- TEXT -
<<<<

Optimise final 2 rounds
Final two rounds logic could be significantly simplified.
Signed-off-by: Paul Elliott <paul.elliott@arm.com>
diff --git a/library/ecp_curves.c b/library/ecp_curves.c
index 1c797d8..6ee3641 100644
--- a/library/ecp_curves.c
+++ b/library/ecp_curves.c
@@ -5487,7 +5487,7 @@
MBEDTLS_STATIC_TESTABLE
int mbedtls_ecp_mod_p448(mbedtls_mpi_uint *X, size_t X_limbs)
{
- size_t i, round;
+ size_t round;
int ret = MBEDTLS_ERR_ERROR_CORRUPTION_DETECTED;
if (X_limbs <= P448_WIDTH) {
@@ -5567,32 +5567,23 @@
* A0 + A1 + B1 + (B0 + B1) * 2^224 = A0 + A1 + B0 * 2^224. */
for (round = 0; round < 2; ++round) {
- /* Q = A1 */
- memset(Q, 0, (Q_limbs * ciL));
- memcpy(Q, X + P448_WIDTH, ((Q_limbs - 1) * ciL));
+ /* M = A1 */
+ memset(M, 0, (M_limbs * ciL));
+ memcpy(M, X + P448_WIDTH, ((M_limbs - 1) * ciL));
/* X = A0 */
memset(X + P448_WIDTH, 0, ((M_limbs - 1) * ciL));
- /* M = B0 */
- memcpy(M, Q, (Q_limbs * ciL));
- M[M_limbs - 1] = 0;
-
- if (ciL > 4) {
- M[P224_WIDTH_MIN] &= ((mbedtls_mpi_uint) -1) >> (P224_UNUSED_BITS);
- }
-
- /* M = B0 * 2^224
- * Oversize M once again takes any carry. */
- memmove((char *) M + P224_SIZE, M, P224_SIZE + ciL);
- memset(M, 0, P224_SIZE);
-
/* M = A1 + B0 * 2^224
- * No need to have to call mbedtls_mpi_core_add() as as both bignums
- * should be all zero except one non-colliding limb each. */
- for (i = 0; i < (M_limbs - 1); ++i) {
- M[i] = M[i] + Q[i];
- }
+ * We know that only one limb of A1 will be non-zero and that it will be
+ * limb 0. We also know that B0 is the bottom 224 bits of A1 (which is
+ * then shifted up 224 bits), so, given M is currently A1 this turns
+ * into:
+ * M = M + (M << 224)

>>>>

- RECORDS SUPPLIED -
<<<<

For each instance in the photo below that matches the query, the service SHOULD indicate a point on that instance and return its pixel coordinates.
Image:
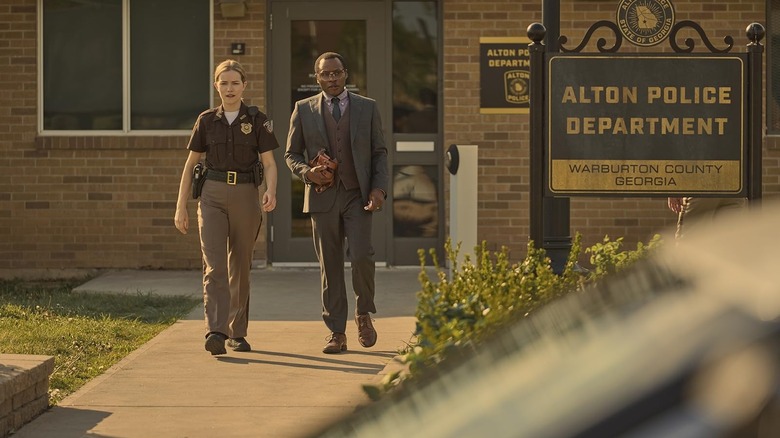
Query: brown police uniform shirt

>>>>
<<<<

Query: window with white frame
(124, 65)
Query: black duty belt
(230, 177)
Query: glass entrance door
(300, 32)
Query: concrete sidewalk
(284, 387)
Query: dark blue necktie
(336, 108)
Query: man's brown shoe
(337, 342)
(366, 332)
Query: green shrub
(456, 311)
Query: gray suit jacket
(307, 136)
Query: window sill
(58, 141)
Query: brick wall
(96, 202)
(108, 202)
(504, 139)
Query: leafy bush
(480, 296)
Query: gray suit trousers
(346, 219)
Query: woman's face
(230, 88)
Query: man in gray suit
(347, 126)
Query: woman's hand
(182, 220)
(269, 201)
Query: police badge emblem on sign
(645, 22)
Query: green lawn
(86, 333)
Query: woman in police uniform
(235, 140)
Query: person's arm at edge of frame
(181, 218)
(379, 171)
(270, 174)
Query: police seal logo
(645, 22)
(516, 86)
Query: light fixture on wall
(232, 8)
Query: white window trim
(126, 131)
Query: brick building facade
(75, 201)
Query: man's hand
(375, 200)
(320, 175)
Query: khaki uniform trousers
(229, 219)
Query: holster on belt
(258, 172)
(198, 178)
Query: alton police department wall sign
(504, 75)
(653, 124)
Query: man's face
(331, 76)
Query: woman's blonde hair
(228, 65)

>>>>

- REQUIRED WORK -
1. Print, word for word, everything in the patch from "Optimise final 2" down to "mbedtls_ecp_mod_p448(mbedtls_mpi_uint *X, size_t X_limbs)".
2. Output the rows unchanged from the line containing "For each instance" down to the line containing "Query: brown police uniform shirt", including both of those lines. Leave out any pictures.
The patch and the rows come from unrelated sources.

- OUTPUTS FOR THE TASKS -
1.
Optimise final 2 rounds
Final two rounds logic could be significantly simplified.
Signed-off-by: Paul Elliott <paul.elliott@arm.com>
diff --git a/library/ecp_curves.c b/library/ecp_curves.c
index 1c797d8..6ee3641 100644
--- a/library/ecp_curves.c
+++ b/library/ecp_curves.c
@@ -5487,7 +5487,7 @@
MBEDTLS_STATIC_TESTABLE
int mbedtls_ecp_mod_p448(mbedtls_mpi_uint *X, size_t X_limbs)

2.
For each instance in the photo below that matches the query, the service SHOULD indicate a point on that instance and return its pixel coordinates.
Image:
Query: brown police uniform shirt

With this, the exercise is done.